▶ **Exercise requirements**:
Can you sum up the article on the medical-device tax in two sentences?

Sandy • A tax imposed on medical-device manufacturers to finance the Affordable Care Act is making it harder for industry leaders such as BD Medical to compete in a global marketplace, Sen. Orrin Hatch said Wednesday.
The 2.3 percent excise tax on gross sales of products, including BD’s market-dominant intravenous catheters, “injures all the innovative companies that do medical devices,” the seven-term Republican senator said after touring the company’s manufacturing plant in Sandy, directly south of Rio Tinto Stadium.
But to raise $30 billion in tax revenues “so they can make the phony claim that Obamacare is self-sufficient,” Democrats in the administration and Congress are stifling research and development, Hatch said. They are slowing the creation of jobs, he added, and forcing medical device companies to move their plants overseas and to seek larger markets in foreign countries.
Gary Shearer, BD Medical’s vice president of manufacturing, said the excise tax would cost his company $55 million annually — and leave it in a weaker position in a competitive environment by reducing research and manufacturing capacity.
“It hurts future growth,” he said, reversing a trend that has seen this operation grow steadily since its inception in 1956 as Deseret Pharmaceuticals. That company was acquired 30 years later by BD, which has more than 31,000 employees worldwide, including 12,000 in the United States.
The Sandy plant is the largest of the company’s 30 facilities in the U.S. It now covers 540,000 square feet — “I tell people we could have 11 Super Bowls under our roof,” Shearer said — and employs almost 1,000 people in around-the-clock shifts.
Tax proponents contend, however, President Obama’s health care plan will increase business for medical device companies such as BD, offsetting the tax impacts.
The liberal-leaning Center on Budget and Policy Priorities also disputed Hatch’s dire prognosis, contending the tax applies equally to imported and domestically produced devices and may actually spur innovation as companies search for more cost-effective products.
Examples of innovative thinking were evident throughout the manufacturing plant where Hatch and an entourage of followers watched as medical devices of symmetrical precision were churned out.
To get in, the delegation dressed up in hair nets and clean cloaks. The members all washed their hands to reduce further the risk of introducing troublesome germs, then circulated among glass-enclosed conveyor belts that wheeled a four-pack of catheters, like skiers on a lift, from one station to another.
Screens overhead bore magnified images of the work that went on at each station, making sure parts fit just right, rejecting catheters that are even a smidgen off.
“We want the doctors and nurses all over the world to have the same experience with our products every single time,” said engineering supervisor Spence Cornia, “and to have confidence that it’s going to work properly every single time.”
Hatch said it’s frustrating that the excise tax will threaten this type of innovation, which has led to the development of so many life-saving, life-improving products.
Kimball Thompson, CEO of BioUtah, an association of companies in the life-sciences industry, said the tax would impact many of its 120 members. He gave Hatch the association’s inaugural public service award for his work to help the industry.
Hatch already has close ties to the industry.
Campaign financial information from OpenSecrets.com, which is operated by the Center for Responsive Politics, showed that pharmaceutical and health products companies were the second largest contributors to Hatch’s campaign coffers in the 2014 election cycle.
Those industries have contributed just more than $1 million, second only to securities and investment companies, according to the center’s website.

▶ **Record excerpts**:
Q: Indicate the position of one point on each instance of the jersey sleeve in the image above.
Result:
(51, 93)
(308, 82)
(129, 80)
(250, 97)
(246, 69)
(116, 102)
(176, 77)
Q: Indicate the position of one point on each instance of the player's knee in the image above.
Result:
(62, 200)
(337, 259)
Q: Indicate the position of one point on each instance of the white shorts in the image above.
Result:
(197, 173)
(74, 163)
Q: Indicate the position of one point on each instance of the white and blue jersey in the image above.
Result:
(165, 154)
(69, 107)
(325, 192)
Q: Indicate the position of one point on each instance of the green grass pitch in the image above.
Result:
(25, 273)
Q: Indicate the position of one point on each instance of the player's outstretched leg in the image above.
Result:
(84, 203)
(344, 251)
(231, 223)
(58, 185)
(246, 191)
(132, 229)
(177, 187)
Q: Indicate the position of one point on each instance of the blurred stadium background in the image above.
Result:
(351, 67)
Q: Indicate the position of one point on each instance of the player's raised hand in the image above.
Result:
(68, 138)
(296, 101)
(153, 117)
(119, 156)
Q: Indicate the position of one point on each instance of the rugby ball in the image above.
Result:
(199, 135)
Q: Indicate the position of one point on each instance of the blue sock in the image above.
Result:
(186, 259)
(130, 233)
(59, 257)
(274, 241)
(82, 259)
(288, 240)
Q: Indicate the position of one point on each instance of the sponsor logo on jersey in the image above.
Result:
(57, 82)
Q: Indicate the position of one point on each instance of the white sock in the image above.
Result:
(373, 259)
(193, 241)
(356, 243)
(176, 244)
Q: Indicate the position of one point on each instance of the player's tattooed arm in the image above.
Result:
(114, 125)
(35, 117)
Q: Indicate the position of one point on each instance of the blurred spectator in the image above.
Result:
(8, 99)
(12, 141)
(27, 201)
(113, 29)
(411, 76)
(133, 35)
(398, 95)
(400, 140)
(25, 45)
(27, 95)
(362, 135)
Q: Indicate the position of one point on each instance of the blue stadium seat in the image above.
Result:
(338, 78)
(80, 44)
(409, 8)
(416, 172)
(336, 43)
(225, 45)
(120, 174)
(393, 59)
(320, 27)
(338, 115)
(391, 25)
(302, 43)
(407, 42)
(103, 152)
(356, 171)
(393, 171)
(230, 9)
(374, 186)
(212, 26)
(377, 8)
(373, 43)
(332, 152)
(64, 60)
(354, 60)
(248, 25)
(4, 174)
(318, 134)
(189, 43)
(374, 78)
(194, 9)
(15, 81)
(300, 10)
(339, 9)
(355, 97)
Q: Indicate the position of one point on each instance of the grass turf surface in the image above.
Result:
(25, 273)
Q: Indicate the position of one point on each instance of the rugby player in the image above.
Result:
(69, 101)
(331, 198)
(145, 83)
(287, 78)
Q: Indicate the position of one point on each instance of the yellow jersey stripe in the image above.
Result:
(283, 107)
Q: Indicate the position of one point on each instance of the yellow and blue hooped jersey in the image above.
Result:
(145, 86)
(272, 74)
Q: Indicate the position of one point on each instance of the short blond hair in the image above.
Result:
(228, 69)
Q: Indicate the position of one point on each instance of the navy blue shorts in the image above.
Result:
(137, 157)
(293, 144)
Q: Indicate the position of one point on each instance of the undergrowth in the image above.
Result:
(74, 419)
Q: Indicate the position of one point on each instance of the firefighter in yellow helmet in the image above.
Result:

▶ **Result below**:
After touring BD Medical's plant in Sandy, Sen. Orrin Hatch said the 2.3 percent excise tax on medical-device sales that finances the Affordable Care Act hurts innovative companies, stifles research and development, and pushes manufacturers overseas, while a BD executive said it would cost the company $55 million a year. Tax proponents and the Center on Budget and Policy Priorities disputed this, contending that the health care plan will increase business for device makers and that the tax applies equally to imported devices and may even spur innovation.